━━━━━ EXCERPTED TEXT

What We Can Learn From Bones: Paleodiets, Early Hominins, and Mole Rats

I have been fighting with the idea for this post for the last couple of weeks ever since I read this paper on the human amylase gene. Part of the reason for the delay in writing about the amylase paper is that I have come down with what I suspect is lateral epicondylitis and typing seems to aggravate it. Worse yet, the more I thought about the subject the longer and more complicated the post became. At this point I have decided to break it into a series of posts.

There are a number of ways that paleoanthropologists can learn about the diet of our hominin ancestors. In a previous post I looked at some basic research on teeth. In that post I pointed out what we can learn from enamel thickness and from microwear analysis. Specifically, I pointed out that enamel thickness can tell us something about how hard or soft the food being chewed was, and what kind of masticatory stress was being placed on the teeth. I also looked at what pitting and striations could tells us about diet. In the next post I will look at this in a little more detail. I will also look at what we can learn about paleodiets from archaeology.

6 Responses

  1. How did you sprain your wrist? Is it getting better?

  2. Physical Anthropologists Know The Road To Hell Is Paved With Good Dentition.

━━━━━━━━━━
━━━━━ RECORDS PROVIDED

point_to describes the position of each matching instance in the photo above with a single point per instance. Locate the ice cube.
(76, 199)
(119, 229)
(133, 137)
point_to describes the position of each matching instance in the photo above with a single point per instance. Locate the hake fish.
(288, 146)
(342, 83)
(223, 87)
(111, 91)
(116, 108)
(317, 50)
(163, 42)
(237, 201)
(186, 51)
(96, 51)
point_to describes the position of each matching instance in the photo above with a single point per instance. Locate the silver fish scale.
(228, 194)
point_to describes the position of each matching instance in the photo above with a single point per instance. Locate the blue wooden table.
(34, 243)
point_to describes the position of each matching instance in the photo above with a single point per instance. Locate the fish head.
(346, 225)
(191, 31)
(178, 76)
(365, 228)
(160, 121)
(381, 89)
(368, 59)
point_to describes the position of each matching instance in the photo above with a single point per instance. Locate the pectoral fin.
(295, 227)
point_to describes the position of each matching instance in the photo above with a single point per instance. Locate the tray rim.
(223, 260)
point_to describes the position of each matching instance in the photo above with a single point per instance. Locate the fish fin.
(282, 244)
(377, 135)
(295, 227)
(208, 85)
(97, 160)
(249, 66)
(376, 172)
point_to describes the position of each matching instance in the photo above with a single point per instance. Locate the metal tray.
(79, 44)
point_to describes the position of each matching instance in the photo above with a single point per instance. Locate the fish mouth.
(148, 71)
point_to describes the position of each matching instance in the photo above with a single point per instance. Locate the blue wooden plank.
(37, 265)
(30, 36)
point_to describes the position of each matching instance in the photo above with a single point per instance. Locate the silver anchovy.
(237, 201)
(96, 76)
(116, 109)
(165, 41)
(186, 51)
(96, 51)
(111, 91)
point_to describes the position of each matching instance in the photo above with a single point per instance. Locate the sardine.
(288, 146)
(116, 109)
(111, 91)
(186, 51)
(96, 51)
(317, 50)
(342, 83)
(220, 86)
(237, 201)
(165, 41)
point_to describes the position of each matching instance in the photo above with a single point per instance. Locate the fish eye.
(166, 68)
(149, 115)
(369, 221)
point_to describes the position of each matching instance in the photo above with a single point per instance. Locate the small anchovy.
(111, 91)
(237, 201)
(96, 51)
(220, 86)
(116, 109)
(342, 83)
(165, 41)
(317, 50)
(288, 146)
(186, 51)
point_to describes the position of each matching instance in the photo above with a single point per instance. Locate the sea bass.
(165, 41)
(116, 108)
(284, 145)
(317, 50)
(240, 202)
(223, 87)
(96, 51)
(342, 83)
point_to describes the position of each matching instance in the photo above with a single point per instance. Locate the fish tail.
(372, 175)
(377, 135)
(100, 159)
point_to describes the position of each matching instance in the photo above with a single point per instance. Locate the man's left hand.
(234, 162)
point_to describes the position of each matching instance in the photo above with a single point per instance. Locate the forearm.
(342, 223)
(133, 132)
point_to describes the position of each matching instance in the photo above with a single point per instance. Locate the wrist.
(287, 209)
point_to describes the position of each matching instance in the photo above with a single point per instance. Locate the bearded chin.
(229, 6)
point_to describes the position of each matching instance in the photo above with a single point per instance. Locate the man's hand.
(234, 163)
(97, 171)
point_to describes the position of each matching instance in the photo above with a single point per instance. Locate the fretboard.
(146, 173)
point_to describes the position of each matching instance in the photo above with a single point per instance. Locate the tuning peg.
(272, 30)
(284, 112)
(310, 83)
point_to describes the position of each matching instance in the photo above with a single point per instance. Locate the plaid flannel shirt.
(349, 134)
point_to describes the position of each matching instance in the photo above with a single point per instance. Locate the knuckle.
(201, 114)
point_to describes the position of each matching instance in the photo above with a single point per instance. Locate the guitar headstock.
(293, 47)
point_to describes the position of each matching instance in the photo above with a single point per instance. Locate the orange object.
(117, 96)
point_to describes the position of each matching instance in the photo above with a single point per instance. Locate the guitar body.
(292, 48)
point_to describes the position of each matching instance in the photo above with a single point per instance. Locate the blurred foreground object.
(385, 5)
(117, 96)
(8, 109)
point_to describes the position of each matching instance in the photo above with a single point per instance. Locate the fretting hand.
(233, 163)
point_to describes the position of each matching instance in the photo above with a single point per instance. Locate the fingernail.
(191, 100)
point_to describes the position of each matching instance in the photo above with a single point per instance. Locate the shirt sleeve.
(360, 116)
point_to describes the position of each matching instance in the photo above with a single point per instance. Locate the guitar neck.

━━━━━━━━━━

WORK ITEM →
Answer these questions about the post on paleodiets:
(a) Which gene was the subject of the paper the author read?
(b) What condition does the author suspect is making typing difficult?
(c) In the previous post on teeth, which two things did the author point out that we can learn from?

OUTPUT BELOW →
(a) The human amylase gene.
(b) Lateral epicondylitis.
(c) Enamel thickness and microwear analysis.